_WORK TO BE COMPLETED_: Your task is to transcribe the records exactly, skipping every image.
· · · · ·
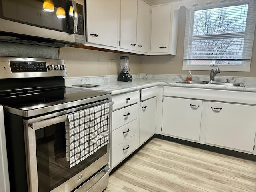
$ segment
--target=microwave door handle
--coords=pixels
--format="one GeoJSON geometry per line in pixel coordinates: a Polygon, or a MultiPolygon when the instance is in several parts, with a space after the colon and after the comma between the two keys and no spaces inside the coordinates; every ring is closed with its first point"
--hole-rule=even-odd
{"type": "Polygon", "coordinates": [[[78,18],[77,15],[77,8],[76,8],[76,3],[75,1],[72,1],[72,6],[73,6],[73,13],[74,14],[74,28],[73,32],[76,34],[77,32],[77,26],[78,25],[78,18]]]}

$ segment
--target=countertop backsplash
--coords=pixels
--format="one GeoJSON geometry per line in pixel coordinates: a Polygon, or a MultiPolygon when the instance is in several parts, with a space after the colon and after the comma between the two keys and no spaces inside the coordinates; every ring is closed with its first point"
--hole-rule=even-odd
{"type": "MultiPolygon", "coordinates": [[[[186,75],[168,75],[158,74],[132,74],[133,80],[142,79],[156,80],[158,81],[171,81],[177,82],[186,80],[186,75]]],[[[88,76],[80,77],[65,78],[66,86],[71,86],[76,84],[95,84],[117,81],[117,75],[106,76],[88,76]]],[[[196,76],[192,77],[192,81],[209,81],[209,76],[196,76]]],[[[256,84],[256,78],[251,77],[234,77],[216,76],[214,81],[225,82],[228,79],[229,82],[243,83],[244,84],[256,84]]]]}

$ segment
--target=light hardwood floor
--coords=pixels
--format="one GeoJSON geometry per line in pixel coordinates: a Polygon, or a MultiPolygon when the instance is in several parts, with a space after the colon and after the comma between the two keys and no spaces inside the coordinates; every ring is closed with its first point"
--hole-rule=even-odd
{"type": "Polygon", "coordinates": [[[256,192],[256,162],[154,138],[110,176],[105,192],[256,192]]]}

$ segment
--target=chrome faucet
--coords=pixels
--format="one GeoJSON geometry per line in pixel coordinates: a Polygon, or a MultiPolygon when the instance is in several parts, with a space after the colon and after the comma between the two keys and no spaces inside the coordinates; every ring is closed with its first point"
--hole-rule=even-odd
{"type": "Polygon", "coordinates": [[[218,68],[215,72],[214,72],[213,69],[212,69],[211,70],[211,74],[210,75],[210,81],[213,81],[213,80],[215,76],[217,73],[220,73],[220,69],[218,68]]]}

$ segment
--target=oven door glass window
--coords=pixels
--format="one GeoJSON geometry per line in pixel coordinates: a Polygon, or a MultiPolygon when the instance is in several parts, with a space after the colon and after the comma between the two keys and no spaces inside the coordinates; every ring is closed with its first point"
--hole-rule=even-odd
{"type": "MultiPolygon", "coordinates": [[[[68,32],[66,1],[62,0],[0,0],[0,18],[63,32],[68,32]]],[[[68,11],[70,11],[69,10],[68,11]]],[[[67,15],[70,20],[72,12],[67,15]]]]}
{"type": "Polygon", "coordinates": [[[36,130],[38,188],[48,192],[88,167],[107,152],[107,145],[70,168],[64,122],[36,130]]]}

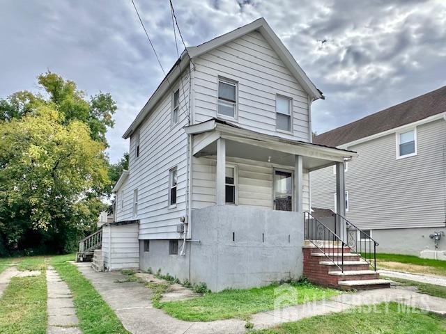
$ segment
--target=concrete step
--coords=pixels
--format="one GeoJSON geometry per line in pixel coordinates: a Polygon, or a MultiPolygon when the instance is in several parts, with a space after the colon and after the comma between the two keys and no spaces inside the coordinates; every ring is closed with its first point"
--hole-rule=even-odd
{"type": "Polygon", "coordinates": [[[382,289],[390,287],[391,281],[389,280],[374,279],[374,280],[341,280],[337,284],[343,289],[382,289]]]}
{"type": "Polygon", "coordinates": [[[328,275],[333,275],[334,276],[353,276],[357,275],[372,275],[378,273],[374,270],[344,270],[344,272],[341,271],[328,271],[328,275]]]}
· · · · ·
_ANSWER IN FULL_:
$ segment
--target=microwave door handle
--coords=pixels
--format="one GeoJSON geometry per line in pixel coordinates: a Polygon, or a MultiPolygon when the instance is in several parts, with a space after the colon and after the comma between the two keys and no spaces inside the coordinates; every ring is closed with its first point"
--hole-rule=even-odd
{"type": "Polygon", "coordinates": [[[78,18],[77,15],[77,8],[76,8],[76,3],[75,1],[72,1],[72,6],[73,6],[73,13],[74,14],[74,28],[73,32],[76,34],[77,32],[77,26],[78,25],[78,18]]]}

$ segment
--target=countertop backsplash
--coords=pixels
--format="one GeoJSON geometry per line in pixel coordinates: a Polygon, or a MultiPolygon when the instance is in several parts, with a space after the colon and after the comma between the two keys and no spaces inside the coordinates; every ring is closed with its first point"
--hole-rule=even-odd
{"type": "MultiPolygon", "coordinates": [[[[186,75],[168,75],[158,74],[132,74],[133,80],[142,79],[156,80],[158,81],[171,81],[177,82],[186,80],[186,75]]],[[[88,76],[80,77],[65,78],[66,86],[71,86],[76,84],[95,84],[117,81],[117,75],[106,76],[88,76]]],[[[196,76],[192,77],[192,81],[209,81],[209,76],[196,76]]],[[[256,84],[256,78],[251,77],[234,77],[216,76],[214,81],[225,82],[228,79],[229,82],[243,83],[244,84],[256,84]]]]}

$ segment
--target=light hardwood floor
--coords=pixels
--format="one GeoJSON geometry per line in pixel coordinates: a Polygon, or a MultiPolygon when the instance is in several parts, with a space after the colon and after the comma between the two keys and no spaces inside the coordinates; every ring is closed with its first point"
--hole-rule=even-odd
{"type": "Polygon", "coordinates": [[[256,192],[256,162],[154,138],[110,176],[105,192],[256,192]]]}

$ segment
--target=chrome faucet
--coords=pixels
--format="one GeoJSON geometry per line in pixel coordinates: a Polygon, or a MultiPolygon when the instance is in several parts, with a space after the colon and after the comma between the two keys and no spaces inside the coordinates; every ring is closed with its first point"
--hole-rule=even-odd
{"type": "Polygon", "coordinates": [[[218,68],[215,72],[214,72],[213,69],[212,69],[211,70],[211,74],[210,75],[210,81],[213,81],[213,80],[215,76],[217,73],[220,73],[220,69],[218,68]]]}

$ segment
--target=oven door glass window
--coords=pixels
--format="one GeoJSON geometry per line in pixel coordinates: a Polygon, or a MultiPolygon when the instance is in several parts, with a space after the colon and after the comma between the two keys and no spaces inside the coordinates; every ring is closed with its first point"
--hole-rule=even-odd
{"type": "MultiPolygon", "coordinates": [[[[68,32],[66,1],[62,0],[0,0],[0,18],[63,32],[68,32]]],[[[68,11],[70,11],[69,10],[68,11]]],[[[67,15],[70,20],[72,12],[67,15]]]]}
{"type": "Polygon", "coordinates": [[[36,130],[38,188],[48,192],[88,167],[107,152],[107,145],[70,168],[64,122],[36,130]]]}

$ segment
--target=concrete step
--coords=pixels
--format="one GeoJSON geometry per line in pixel coordinates: a Polygon, or a MultiPolygon when the instance is in several parts, with a space after the colon and after the comma between the two keys and no spaces inside the coordinates; every ring is closed with its first point"
--hole-rule=even-odd
{"type": "Polygon", "coordinates": [[[382,289],[390,287],[391,281],[389,280],[374,279],[374,280],[341,280],[337,284],[343,289],[382,289]]]}
{"type": "Polygon", "coordinates": [[[328,275],[333,275],[334,276],[353,276],[357,275],[372,275],[378,273],[374,270],[344,270],[344,272],[341,271],[328,271],[328,275]]]}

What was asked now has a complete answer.